- _PASSAGE PROVIDED_:
============================================================

According to the suit, Board of Education of the City of Newark v. Housing Authority of the City of Newark, the Board of Education decided amid a fiscal crisis in 2016 to sell 12 vacant school buildings to the Housing Authority, which would market them to third parties for redevelopment. After selling the Maple Avenue School to the Housing Authority, in response to the authority's claim that prospective buyers were concerned about encumbrances on the property by the Board of Education, the board issued a corrective deed in 2017 that said it would not place any restrictions on ownership or future uses of the site, according to court documents.

THOMAS JOHNSTON

The housing authority sold the Maple Avenue School to a developer, 33 Maple LLC, which planned to convert it into apartments. But after spending several million dollars on environmental costs, that company decided not to proceed with the project, and it sold the school building to the Friends of Team Charter Schools for educational purposes in March 2020.

The Board of Education, which had filed a suit against the housing authority over the Maple Avenue School, then amended its complaint to add the Friends of Team as an additional defendant, seeking the return of the school. Friends of Team moved to dismiss the suit, asserting that the Board of Education was going back on a promise it made in the corrective deed. Adubato ordered discharge of the lis pendens on June 6 and granted the motion for damages by the Friends of Team on Tuesday.

"Judge Adubato got it exactly right. A seller cannot freely make a covenant as to a grantor's rights in a deed, induce downstream buyers to rely on that representation, only to then contradict that representation by filing a lis pendens," said Johnston. "Friends of Team was harmed and should rightly be made whole."

The school is now KIPP Seek Academy, serving students in kindergarten through Grade 4. KIPP, which stands for Knowledge Is Power Program, is a nationwide network of charter schools serving children in low-income neighborhoods.

The Board of Education's attorney, Matthew Tharney of Sattiraju & Tharney in East Windsor, did not return a call about the ruling. A Newark Board of Education spokesperson did not respond to a request for comment.

============================================================

Dataset entries

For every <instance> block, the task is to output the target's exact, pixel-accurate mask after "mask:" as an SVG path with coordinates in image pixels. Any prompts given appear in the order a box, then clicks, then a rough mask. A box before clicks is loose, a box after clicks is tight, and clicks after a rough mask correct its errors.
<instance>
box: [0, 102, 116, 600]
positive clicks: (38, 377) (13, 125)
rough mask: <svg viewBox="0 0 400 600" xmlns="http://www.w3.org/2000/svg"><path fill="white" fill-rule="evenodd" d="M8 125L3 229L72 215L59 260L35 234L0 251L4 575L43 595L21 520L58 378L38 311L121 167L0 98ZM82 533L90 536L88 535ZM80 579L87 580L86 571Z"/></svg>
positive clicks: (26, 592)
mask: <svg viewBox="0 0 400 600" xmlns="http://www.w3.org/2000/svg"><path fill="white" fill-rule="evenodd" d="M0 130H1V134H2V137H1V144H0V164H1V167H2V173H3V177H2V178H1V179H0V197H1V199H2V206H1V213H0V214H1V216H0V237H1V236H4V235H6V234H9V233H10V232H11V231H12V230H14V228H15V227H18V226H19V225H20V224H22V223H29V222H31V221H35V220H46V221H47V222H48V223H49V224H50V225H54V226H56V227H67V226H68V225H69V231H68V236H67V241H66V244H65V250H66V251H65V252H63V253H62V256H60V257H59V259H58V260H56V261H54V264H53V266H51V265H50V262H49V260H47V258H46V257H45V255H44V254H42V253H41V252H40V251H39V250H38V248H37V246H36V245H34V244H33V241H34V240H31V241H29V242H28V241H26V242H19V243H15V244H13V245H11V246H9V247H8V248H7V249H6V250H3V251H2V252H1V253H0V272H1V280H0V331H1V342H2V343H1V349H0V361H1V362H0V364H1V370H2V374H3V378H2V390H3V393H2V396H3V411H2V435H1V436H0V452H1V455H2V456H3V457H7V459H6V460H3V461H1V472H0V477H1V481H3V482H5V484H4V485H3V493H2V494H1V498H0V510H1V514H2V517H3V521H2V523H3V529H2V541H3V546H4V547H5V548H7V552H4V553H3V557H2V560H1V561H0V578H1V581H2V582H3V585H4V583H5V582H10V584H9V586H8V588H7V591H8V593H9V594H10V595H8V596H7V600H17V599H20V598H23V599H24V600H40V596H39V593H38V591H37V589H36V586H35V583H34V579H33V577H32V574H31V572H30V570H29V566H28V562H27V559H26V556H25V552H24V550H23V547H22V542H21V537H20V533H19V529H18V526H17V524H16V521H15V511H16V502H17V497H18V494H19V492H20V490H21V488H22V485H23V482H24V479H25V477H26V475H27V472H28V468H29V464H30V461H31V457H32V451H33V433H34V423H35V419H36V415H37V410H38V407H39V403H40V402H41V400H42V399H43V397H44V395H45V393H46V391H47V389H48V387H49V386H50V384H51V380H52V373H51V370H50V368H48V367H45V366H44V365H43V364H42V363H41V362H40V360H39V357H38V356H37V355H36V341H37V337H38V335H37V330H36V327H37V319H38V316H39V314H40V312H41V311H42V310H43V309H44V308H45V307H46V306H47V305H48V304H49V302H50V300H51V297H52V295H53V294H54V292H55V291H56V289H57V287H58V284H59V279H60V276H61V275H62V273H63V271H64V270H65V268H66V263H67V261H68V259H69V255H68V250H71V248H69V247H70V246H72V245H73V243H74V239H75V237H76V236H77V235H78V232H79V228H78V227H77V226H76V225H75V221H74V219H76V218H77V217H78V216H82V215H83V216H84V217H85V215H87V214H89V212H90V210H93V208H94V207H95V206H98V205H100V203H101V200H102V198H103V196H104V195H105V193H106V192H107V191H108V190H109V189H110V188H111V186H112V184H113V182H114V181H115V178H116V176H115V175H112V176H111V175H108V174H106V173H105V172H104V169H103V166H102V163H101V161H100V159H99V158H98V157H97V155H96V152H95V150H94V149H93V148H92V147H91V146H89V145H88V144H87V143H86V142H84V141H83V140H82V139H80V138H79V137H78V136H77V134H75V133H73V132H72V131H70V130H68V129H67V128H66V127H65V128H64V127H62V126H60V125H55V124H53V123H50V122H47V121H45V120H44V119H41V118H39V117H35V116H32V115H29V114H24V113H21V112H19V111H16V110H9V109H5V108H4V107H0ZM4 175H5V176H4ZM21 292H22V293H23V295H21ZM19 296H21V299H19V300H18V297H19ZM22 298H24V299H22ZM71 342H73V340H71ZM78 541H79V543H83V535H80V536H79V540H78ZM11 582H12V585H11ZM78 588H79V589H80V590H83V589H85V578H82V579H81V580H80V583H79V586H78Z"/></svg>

============================================================

- _EXERCISE TASKS_:
1 > In the passage about the Newark school lawsuit, when did Friends of Team Charter Schools buy the Maple Avenue School building?
2 > Copy the records from their start through the line with "positive clicks: (26, 592)", changing "rough mask" to "coarse mask" and leaving everything else as it is.

- _EXERCISE SOLUTIONS_:
1 > In March 2020.

2 >
For every <instance> block, the task is to output the target's exact, pixel-accurate mask after "mask:" as an SVG path with coordinates in image pixels. Any prompts given appear in the order a box, then clicks, then a coarse mask. A box before clicks is loose, a box after clicks is tight, and clicks after a coarse mask correct its errors.
<instance>
box: [0, 102, 116, 600]
positive clicks: (38, 377) (13, 125)
coarse mask: <svg viewBox="0 0 400 600" xmlns="http://www.w3.org/2000/svg"><path fill="white" fill-rule="evenodd" d="M8 125L3 229L72 215L59 260L35 234L0 251L4 575L43 595L21 520L58 378L38 311L121 167L0 98ZM82 533L90 536L88 535ZM80 579L87 580L86 571Z"/></svg>
positive clicks: (26, 592)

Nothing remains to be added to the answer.